• **Document excerpt**

● ● ● ●

Between the 23rd of October and the 17th of November 2017, the Maltese government in collaboration with the MFSA launched a period of public consultation that involved the input of 53 different local and international stakeholders.
During this time, the MFSA aimed to gather information and feedback on the ICO and cryptocurrency industry as well as some of its propositions for regulations.
Then, the MFSA published a feedback statement which proposed a range of regulations for collective investment schemes that are investing in virtual currencies. These regulations are designed to safeguard the interests of investors as well as the integrity of the financial market in the concept of virtual currencies.
The MFSA also added a clarification that both direct and indirect investment into digital currencies would require full compliance with the regulations come into effect.
Then in February, the Government published its plans to table three bills that would seek to provide comprehensive regulation for ICOs, virtual currencies and blockchain technology.
Malta Digital Innovation Authority Bill
The paper states that new authority will be created, known as the Malta Digital Innovation Authority (MDIA) which will oversee the certification of blockchain platforms and cryptocurrencies, as well as the functioning of ICOs.
This new authority will act as a regulator and a watchdog over ICOs and will also function as a consultative body that will be tasked with promoting government policy and protecting the reputation of the jurisdiction.
This board will be entirely responsible for the registration and certification of Technology Service Providers regarding the TAS Bill, and it will function as the National Competent Authority.
The MDIA will also appoint inspectors and impose administrative penalties as well as single public statements amongst other powers that it will be given.
Regulation of Initial Coin Offerings Bill
The second bill will pertain to virtual currencies, and in particular, it will provide stringent guidance and regulation for Initial Coin Offerings and other services related to VCs.
The bill will also impact brokers, exchanges, wallet providers, investment advisors, market makers, and asset managers, that deal with cryptocurrency.
Certain ICOs can fall within the scope of investment services regulations, and therefore the MFSA will roll out a proposed Financial Instruments Test which will ascertain whether the ICO or cryptocurrency could be considered as a financial instrument that would fall under the investment services regulations or whether it will fall under the scope of the VC Bill.
The Financial Instruments Test will be made applicable to persons or companies that are offering ICOs conducted in Malta to determine whether it should fall under the scope of the MiFID.

● ● ● ●

• **Stored rows**
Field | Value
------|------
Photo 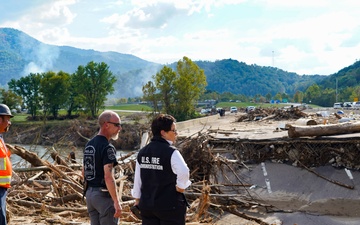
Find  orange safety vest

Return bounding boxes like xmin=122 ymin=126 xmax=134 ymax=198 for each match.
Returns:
xmin=0 ymin=138 xmax=12 ymax=188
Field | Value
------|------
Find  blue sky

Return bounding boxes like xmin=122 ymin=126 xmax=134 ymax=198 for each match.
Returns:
xmin=0 ymin=0 xmax=360 ymax=75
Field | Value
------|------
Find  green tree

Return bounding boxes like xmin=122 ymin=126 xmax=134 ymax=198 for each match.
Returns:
xmin=294 ymin=91 xmax=304 ymax=103
xmin=304 ymin=84 xmax=321 ymax=104
xmin=142 ymin=81 xmax=160 ymax=112
xmin=65 ymin=74 xmax=84 ymax=118
xmin=40 ymin=71 xmax=70 ymax=118
xmin=172 ymin=56 xmax=207 ymax=121
xmin=274 ymin=93 xmax=282 ymax=102
xmin=0 ymin=89 xmax=23 ymax=109
xmin=154 ymin=66 xmax=178 ymax=114
xmin=8 ymin=73 xmax=42 ymax=118
xmin=73 ymin=61 xmax=116 ymax=118
xmin=265 ymin=93 xmax=271 ymax=102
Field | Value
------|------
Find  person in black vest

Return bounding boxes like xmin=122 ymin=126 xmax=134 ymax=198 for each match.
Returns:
xmin=83 ymin=110 xmax=121 ymax=225
xmin=132 ymin=114 xmax=191 ymax=225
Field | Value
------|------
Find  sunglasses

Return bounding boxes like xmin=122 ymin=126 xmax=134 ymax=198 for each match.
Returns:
xmin=107 ymin=121 xmax=121 ymax=127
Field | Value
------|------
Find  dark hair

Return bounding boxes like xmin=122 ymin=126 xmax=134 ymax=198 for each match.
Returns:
xmin=151 ymin=114 xmax=176 ymax=136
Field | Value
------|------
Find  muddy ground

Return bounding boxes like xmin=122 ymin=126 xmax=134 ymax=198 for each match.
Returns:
xmin=5 ymin=108 xmax=360 ymax=225
xmin=4 ymin=113 xmax=148 ymax=150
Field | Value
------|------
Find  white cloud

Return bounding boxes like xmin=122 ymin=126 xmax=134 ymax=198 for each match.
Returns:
xmin=0 ymin=0 xmax=360 ymax=74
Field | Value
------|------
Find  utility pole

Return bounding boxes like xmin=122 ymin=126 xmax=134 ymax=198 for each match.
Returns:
xmin=335 ymin=78 xmax=337 ymax=102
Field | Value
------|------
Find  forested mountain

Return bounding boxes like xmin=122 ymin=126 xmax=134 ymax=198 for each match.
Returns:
xmin=0 ymin=28 xmax=161 ymax=94
xmin=196 ymin=59 xmax=324 ymax=96
xmin=319 ymin=61 xmax=360 ymax=91
xmin=0 ymin=28 xmax=360 ymax=98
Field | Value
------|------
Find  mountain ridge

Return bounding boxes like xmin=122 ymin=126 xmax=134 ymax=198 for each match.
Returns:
xmin=0 ymin=28 xmax=354 ymax=98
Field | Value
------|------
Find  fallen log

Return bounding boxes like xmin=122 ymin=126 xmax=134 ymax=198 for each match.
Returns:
xmin=288 ymin=122 xmax=360 ymax=138
xmin=6 ymin=144 xmax=44 ymax=166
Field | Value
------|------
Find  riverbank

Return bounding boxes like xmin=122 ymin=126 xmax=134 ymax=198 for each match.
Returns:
xmin=4 ymin=115 xmax=147 ymax=150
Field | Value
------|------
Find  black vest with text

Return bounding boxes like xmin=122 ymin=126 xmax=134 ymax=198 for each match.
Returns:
xmin=137 ymin=137 xmax=181 ymax=210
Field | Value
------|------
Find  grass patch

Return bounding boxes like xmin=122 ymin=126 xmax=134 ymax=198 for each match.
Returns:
xmin=105 ymin=104 xmax=153 ymax=112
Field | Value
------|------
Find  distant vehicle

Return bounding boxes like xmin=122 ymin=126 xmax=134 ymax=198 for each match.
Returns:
xmin=343 ymin=102 xmax=352 ymax=108
xmin=245 ymin=106 xmax=255 ymax=112
xmin=353 ymin=102 xmax=360 ymax=108
xmin=200 ymin=109 xmax=211 ymax=114
xmin=230 ymin=106 xmax=237 ymax=113
xmin=334 ymin=102 xmax=342 ymax=109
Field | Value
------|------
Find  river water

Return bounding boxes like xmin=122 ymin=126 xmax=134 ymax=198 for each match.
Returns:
xmin=10 ymin=144 xmax=131 ymax=168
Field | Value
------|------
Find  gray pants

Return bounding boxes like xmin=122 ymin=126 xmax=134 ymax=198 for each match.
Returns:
xmin=86 ymin=187 xmax=118 ymax=225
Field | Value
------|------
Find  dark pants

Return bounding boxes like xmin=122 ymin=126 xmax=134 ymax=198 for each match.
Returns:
xmin=86 ymin=187 xmax=118 ymax=225
xmin=0 ymin=187 xmax=7 ymax=225
xmin=140 ymin=201 xmax=186 ymax=225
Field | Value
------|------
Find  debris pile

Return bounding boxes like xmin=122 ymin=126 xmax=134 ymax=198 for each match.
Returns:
xmin=237 ymin=107 xmax=307 ymax=122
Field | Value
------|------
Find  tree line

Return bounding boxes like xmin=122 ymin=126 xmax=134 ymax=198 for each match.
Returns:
xmin=2 ymin=61 xmax=116 ymax=118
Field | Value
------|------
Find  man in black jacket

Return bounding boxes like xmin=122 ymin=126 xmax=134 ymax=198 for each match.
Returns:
xmin=132 ymin=114 xmax=191 ymax=225
xmin=83 ymin=110 xmax=121 ymax=225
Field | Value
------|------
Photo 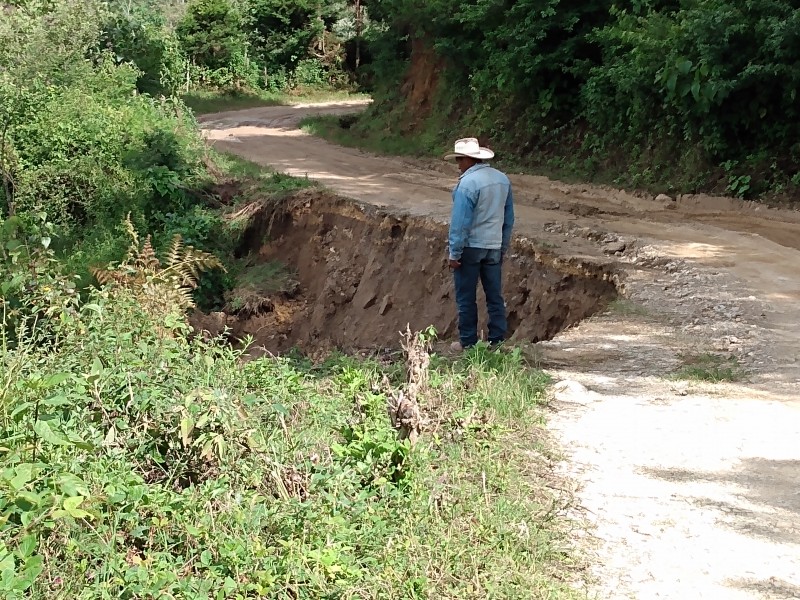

● ● ● ●

• **Requirements**
**1)** Reproduce word for word everything in the Malta cryptocurrency regulation passage from "This board will" down to "will be given.".
**2)** Carry the Malta cryptocurrency regulation passage further, starting after its final sentence.
The data stands apart from the text on Malta's cryptocurrency regulation.

• **Answers to the problems**
**1)**
This board will be entirely responsible for the registration and certification of Technology Service Providers regarding the TAS Bill, and it will function as the National Competent Authority.
The MDIA will also appoint inspectors and impose administrative penalties as well as single public statements amongst other powers that it will be given.

**2)**
This test will also apply to individuals that provide services or activities regarding non-classified VCs, and the analysis will provide a much-needed degree of legal certainty and clarification regarding the particular asset.
The bill will create the first legal framework of its type, in any global jurisdiction that will govern ICOs while providing a regulatory framework which applies to service providers.
ICOs that relate to VCs yet do not qualify as a financial instrument will then be set transparency requirements and a standardised list of information which must be provided in the whitepaper.
Those individuals that provide such services will be required to abide by licensing requirements as well as applicable ongoing obligations. The MFSA will also have the right to investigate and if necessary, suspend and ICO or the trading of a VC on any exchange or platform.
Technology Service Providers Bill
The other bill in the holy trinity of regulation will be the TAS Bill.
It will seek to regulate Technology Service Providers, and it will also certify and verify Technology Arrangements as long as they feature an administrator that has been registered with the MIDA.
Malta’s ICO Regulations vs The Rest of The World
Malta is set to become the first jurisdiction in the world to legislate in support of ICOs. This is how the rest of the world is dealing with them:
The Financial Crimes Enforcement Network (FinCEN) announced at the beginning of March that they would apply their regulations to those who conduct ICOs within US borders, or from US borders.
The Securities and Exchange Commission have also been issuing subpoenas and requests for information to a range of tech companies and advisors involved in the market in a bid to gather more information on the sector.
In February the Malaysian government announced that all cryptocurrency exchanges must verify all of the identities of traders so they can be in full compliance with AML legislation due to be enforced.
The Supreme Court decided that banks must allow the trading of cryptocurrencies and that accounts associated with the industry must not be restricted.
The government also declared that cryptocurrencies will e taxed as property and individuals will not have to pay VAT although businesses will. In January, the Tax Authority issued a statement stating it was considering taxing profits from ICOs.
In February, the central bank prohibited financial institutions from investing in or trading with cryptocurrencies.
It also outlawed exchanges and creating cryptocurrency based platforms. Banks are also now not allowed to facilitate credit card transactions to buy cryptocurrencies.
The Russian Ministry of Communication launched new licensing rules for ICOs including a $1.7m capital, licensed bank accounts and a license for the development, production, and issuance of cryptocurrency tokens.
The UK territory announced in February that it would be looking to create a legal framework for companies that wish to utilise ICOs.
The country has said that it will cut off internet access for citizens that trade in cryptocurrencies or permit ICO investments.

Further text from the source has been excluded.